* SELECTED EXTRACT *
====
The continuing theme of Bush's Iraq policy is its context. "Two years ago," Bush said, "I told the Congress and the country that the war on terror would be a lengthy war, a different kind of war, fought on many fronts in many places. Iraq is now the central front. Enemies of freedom are making a desperate stand there and there they must be defeated." This is a snapshot of a world war. We did not go abroad in search of monsters to destroy, as John Quincy Adams warned. They came to destroy us. Saddam Hussein was one of many patrons. Now the terrorists -- Baathists and al-Qaeda operatives, formerly sheltering in Iran -- buzz like flies around the corpses of his sons and his state. We must continue to swat them down.
====
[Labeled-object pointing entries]
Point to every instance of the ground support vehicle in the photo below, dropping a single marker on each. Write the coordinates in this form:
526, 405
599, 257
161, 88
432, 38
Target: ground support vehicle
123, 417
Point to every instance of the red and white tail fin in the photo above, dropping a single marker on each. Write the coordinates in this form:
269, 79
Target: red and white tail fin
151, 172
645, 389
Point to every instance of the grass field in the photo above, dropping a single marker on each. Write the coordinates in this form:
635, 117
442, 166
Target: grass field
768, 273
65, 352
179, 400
====
* THE TASKS *
1. Rewrite the passage of the commentary on Bush's Iraq policy between "The continuing theme" and "swat them down.", inclusive, changing "flies" to "wasps".
2. Decide whether each statement agrees with the commentary on Bush's Iraq policy, answering yes or no and quoting the words that settle it: (a) Bush called Iraq the central front of the war on terror. (b) Bush had told Congress the war on terror would be a short war. (c) The terrorists had formerly been sheltering in Iraq.
Base your answers on the text alone.

* TASK RESULTS *
1.
The continuing theme of Bush's Iraq policy is its context. "Two years ago," Bush said, "I told the Congress and the country that the war on terror would be a lengthy war, a different kind of war, fought on many fronts in many places. Iraq is now the central front. Enemies of freedom are making a desperate stand there and there they must be defeated." This is a snapshot of a world war. We did not go abroad in search of monsters to destroy, as John Quincy Adams warned. They came to destroy us. Saddam Hussein was one of many patrons. Now the terrorists -- Baathists and al-Qaeda operatives, formerly sheltering in Iran -- buzz like wasps around the corpses of his sons and his state. We must continue to swat them down.

2.
(a) Yes: "Iraq is now the central front."
(b) No: "the war on terror would be a lengthy war"
(c) No: "formerly sheltering in Iran"